● **Problem to solve**: Rescale the items from the line containing "Annotation spec v3.2 — chrome headlight: box" through the line containing "[501,462,527,497]", including both. Repeat every line with its request text unchanged, but multiply each bounding box coordinate in the answers by 0.65 and round to the nearest whole number, with halves rounded up.

>>>>>

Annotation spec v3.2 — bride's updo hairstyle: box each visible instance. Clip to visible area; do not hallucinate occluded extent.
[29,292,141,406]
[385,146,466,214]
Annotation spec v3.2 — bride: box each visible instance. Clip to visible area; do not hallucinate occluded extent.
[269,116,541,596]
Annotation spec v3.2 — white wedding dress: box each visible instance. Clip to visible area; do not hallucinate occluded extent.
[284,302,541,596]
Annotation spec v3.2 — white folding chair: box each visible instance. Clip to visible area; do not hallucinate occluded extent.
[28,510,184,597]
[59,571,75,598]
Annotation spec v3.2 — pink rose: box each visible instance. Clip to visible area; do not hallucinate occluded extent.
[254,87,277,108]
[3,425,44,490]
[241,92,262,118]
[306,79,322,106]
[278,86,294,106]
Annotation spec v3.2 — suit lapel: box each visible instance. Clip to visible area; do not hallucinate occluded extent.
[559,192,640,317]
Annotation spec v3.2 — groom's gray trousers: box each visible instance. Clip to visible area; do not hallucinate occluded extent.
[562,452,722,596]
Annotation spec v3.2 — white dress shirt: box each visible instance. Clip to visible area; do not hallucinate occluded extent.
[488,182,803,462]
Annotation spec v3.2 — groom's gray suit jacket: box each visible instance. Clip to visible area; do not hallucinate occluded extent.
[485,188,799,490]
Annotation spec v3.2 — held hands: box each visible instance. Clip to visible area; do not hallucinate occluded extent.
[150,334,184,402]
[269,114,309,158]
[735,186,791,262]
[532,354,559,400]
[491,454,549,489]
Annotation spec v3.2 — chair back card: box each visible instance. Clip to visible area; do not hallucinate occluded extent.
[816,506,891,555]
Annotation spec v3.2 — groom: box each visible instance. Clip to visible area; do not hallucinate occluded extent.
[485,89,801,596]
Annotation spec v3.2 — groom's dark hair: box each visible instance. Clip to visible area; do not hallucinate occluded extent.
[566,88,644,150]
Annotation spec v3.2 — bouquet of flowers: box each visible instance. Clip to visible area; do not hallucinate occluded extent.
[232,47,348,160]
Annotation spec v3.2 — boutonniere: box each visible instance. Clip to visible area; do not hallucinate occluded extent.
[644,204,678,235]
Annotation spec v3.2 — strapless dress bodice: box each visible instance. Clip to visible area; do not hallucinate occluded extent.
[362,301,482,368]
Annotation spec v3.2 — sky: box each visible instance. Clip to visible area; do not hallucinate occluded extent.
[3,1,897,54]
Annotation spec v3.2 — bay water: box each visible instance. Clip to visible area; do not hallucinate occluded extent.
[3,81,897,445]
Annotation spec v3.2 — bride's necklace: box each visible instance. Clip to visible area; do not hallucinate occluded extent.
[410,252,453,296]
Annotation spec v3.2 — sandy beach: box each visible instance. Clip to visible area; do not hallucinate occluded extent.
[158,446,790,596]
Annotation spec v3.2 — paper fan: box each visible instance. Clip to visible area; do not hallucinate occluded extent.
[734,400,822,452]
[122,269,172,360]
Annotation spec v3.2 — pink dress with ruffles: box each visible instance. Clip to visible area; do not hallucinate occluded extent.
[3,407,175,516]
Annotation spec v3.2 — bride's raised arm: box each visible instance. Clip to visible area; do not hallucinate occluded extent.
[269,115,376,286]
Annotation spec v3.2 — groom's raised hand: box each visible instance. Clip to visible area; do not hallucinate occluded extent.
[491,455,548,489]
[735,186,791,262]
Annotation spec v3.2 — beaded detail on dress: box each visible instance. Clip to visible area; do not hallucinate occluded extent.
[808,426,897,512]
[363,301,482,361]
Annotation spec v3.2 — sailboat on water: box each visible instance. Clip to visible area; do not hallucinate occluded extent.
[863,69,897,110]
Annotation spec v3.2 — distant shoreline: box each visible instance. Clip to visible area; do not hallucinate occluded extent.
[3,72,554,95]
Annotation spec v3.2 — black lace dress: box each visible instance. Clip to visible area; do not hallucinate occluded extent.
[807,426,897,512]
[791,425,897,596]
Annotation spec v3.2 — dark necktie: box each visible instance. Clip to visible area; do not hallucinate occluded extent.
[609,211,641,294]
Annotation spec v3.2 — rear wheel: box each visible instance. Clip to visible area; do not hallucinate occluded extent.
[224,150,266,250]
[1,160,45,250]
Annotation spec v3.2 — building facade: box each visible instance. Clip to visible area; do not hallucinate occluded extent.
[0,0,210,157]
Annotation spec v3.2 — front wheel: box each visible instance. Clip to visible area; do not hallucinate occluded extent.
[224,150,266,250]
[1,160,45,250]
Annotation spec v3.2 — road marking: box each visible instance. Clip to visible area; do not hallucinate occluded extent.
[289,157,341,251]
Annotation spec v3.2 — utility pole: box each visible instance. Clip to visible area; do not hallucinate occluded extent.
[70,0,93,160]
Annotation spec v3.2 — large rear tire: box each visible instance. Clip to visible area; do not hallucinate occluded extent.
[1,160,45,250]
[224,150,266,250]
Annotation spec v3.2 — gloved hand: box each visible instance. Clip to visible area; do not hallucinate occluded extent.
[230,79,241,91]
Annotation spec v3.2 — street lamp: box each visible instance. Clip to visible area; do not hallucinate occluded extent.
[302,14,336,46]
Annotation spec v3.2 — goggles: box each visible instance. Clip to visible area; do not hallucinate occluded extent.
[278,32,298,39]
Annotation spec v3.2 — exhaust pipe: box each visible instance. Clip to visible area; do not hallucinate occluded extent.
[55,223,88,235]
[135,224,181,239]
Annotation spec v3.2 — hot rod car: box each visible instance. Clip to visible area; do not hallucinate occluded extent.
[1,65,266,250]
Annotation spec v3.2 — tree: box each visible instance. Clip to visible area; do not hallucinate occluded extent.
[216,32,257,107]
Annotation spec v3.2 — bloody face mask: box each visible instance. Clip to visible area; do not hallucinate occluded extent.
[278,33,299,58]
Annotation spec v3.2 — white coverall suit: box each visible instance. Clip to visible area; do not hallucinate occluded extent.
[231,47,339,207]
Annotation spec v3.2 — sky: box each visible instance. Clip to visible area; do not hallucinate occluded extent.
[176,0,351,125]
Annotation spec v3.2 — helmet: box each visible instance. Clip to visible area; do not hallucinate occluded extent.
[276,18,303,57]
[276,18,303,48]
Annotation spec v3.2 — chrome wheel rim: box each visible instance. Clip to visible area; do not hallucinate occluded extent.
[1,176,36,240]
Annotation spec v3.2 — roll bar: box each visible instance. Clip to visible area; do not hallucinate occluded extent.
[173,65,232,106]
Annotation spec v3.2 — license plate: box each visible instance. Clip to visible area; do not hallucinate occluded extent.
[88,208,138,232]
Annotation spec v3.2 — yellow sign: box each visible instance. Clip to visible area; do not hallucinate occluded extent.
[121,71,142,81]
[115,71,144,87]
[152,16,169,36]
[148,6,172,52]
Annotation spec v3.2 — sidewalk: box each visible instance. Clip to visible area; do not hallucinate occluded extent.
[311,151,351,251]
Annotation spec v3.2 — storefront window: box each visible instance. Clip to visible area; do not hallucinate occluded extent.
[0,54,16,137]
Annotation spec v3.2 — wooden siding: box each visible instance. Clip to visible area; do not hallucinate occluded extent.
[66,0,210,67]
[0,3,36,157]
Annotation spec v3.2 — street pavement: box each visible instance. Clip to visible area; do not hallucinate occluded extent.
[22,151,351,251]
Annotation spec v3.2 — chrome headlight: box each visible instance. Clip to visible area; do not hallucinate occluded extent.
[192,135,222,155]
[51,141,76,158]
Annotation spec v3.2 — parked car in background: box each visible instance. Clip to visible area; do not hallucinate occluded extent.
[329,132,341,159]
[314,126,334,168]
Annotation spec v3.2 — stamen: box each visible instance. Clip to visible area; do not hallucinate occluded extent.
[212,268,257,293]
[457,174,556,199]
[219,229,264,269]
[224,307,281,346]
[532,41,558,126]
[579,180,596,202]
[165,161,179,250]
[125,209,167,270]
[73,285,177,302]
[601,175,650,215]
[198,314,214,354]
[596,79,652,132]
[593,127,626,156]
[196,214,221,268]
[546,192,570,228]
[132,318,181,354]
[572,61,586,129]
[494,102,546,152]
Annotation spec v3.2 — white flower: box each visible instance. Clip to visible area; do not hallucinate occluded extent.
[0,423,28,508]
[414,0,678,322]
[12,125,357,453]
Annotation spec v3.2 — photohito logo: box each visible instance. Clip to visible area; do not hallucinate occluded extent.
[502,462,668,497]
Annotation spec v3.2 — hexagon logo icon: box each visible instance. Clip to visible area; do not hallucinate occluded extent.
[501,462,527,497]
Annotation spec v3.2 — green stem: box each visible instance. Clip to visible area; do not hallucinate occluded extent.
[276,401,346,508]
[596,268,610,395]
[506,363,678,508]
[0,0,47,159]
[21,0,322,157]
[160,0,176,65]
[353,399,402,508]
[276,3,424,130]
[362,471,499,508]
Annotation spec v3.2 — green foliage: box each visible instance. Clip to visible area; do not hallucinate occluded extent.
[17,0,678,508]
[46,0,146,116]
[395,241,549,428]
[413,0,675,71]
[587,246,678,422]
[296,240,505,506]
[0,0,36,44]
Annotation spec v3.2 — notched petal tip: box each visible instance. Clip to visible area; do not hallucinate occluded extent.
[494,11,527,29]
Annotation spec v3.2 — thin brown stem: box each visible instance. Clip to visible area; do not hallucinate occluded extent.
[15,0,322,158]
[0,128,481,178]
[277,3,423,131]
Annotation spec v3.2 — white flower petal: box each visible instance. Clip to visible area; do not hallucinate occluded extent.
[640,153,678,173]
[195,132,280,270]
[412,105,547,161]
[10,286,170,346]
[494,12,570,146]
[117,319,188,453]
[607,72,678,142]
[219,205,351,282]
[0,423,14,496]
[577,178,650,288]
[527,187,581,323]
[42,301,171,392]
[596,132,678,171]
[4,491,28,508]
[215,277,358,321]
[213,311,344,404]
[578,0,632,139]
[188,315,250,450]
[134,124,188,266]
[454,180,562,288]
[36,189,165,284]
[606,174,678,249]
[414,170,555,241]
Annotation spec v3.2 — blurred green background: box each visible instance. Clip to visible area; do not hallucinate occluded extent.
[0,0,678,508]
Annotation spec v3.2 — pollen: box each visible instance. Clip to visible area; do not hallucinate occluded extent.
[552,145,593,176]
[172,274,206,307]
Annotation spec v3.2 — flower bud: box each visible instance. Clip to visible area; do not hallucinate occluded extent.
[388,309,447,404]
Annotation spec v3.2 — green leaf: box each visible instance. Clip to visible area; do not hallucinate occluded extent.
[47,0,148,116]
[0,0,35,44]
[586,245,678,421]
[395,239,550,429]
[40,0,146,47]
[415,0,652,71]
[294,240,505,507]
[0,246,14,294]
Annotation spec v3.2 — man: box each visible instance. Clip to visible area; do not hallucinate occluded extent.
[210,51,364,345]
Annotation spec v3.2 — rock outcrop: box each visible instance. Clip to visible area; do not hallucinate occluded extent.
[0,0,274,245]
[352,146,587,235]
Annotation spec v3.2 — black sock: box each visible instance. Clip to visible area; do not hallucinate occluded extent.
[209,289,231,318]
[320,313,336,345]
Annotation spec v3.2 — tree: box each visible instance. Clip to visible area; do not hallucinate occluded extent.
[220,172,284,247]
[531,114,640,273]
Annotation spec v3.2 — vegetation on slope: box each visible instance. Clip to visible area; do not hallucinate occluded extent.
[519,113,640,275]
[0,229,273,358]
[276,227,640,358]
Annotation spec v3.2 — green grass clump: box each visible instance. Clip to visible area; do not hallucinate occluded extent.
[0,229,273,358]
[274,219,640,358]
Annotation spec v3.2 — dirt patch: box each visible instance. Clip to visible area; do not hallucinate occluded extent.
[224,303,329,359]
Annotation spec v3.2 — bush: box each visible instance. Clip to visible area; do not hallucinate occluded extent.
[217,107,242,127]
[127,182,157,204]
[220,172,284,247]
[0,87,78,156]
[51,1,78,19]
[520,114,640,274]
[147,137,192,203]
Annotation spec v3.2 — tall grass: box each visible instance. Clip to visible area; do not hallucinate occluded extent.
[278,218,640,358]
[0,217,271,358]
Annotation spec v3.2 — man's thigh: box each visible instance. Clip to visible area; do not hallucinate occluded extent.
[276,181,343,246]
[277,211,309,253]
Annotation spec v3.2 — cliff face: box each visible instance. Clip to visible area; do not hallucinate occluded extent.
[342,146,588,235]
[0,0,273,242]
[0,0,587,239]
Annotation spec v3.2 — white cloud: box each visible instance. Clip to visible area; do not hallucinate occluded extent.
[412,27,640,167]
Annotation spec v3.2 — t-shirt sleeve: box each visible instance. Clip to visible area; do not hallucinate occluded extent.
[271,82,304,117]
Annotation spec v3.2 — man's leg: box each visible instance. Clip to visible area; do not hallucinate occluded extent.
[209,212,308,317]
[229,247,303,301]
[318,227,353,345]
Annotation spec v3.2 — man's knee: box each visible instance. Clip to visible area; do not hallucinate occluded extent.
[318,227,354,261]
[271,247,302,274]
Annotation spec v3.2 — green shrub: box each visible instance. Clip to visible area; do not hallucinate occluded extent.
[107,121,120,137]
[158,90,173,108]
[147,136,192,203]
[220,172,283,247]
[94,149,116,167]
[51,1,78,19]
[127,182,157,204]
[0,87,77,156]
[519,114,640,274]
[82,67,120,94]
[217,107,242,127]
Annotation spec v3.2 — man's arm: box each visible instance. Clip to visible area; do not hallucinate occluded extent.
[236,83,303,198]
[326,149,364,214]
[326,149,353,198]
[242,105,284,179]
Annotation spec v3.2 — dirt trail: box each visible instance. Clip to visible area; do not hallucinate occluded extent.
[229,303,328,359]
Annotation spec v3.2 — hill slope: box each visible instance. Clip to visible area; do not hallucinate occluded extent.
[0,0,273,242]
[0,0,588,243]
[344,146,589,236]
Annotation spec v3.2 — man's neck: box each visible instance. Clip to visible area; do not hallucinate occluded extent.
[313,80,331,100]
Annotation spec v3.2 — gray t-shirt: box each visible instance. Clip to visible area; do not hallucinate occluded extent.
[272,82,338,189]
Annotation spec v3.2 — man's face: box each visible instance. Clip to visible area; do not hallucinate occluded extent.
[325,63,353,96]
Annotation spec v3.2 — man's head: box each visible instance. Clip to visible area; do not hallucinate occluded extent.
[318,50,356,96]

<<<<<

● **Full solution**:
Annotation spec v3.2 — chrome headlight: box each visible instance. Clip to visible area; do not hallucinate occluded extent.
[125,88,144,101]
[33,92,49,103]
Annotation spec v3.2 — parked car in background: box each visible instance. Clip to visible area; do not hallucinate occluded extent.
[214,86,222,103]
[204,82,217,109]
Annotation spec v3.2 — stamen: box each visible instance. Clip to visible area; do not hallucinate occluded extent.
[138,174,167,190]
[297,113,361,129]
[142,149,172,175]
[146,200,183,225]
[346,27,363,82]
[376,117,387,131]
[107,105,116,163]
[81,136,109,176]
[47,185,115,196]
[391,114,423,140]
[129,204,139,230]
[387,51,424,86]
[385,83,407,101]
[127,139,144,174]
[355,125,371,148]
[86,207,118,230]
[372,40,381,84]
[321,66,355,99]
Annotation spec v3.2 — white flower: box each visible instance. Clip to visible area; do not hallucinate occluded extent.
[0,275,18,330]
[269,0,441,209]
[8,81,232,294]
Annotation spec v3.2 — photohito logo: box each visible instance. Clip to visible area; do not hallucinate occluded extent.
[326,300,434,323]
Annotation spec v3.2 — hexagon logo icon: box each visible instance. Clip to visible area; do not hallucinate occluded extent.
[326,300,343,323]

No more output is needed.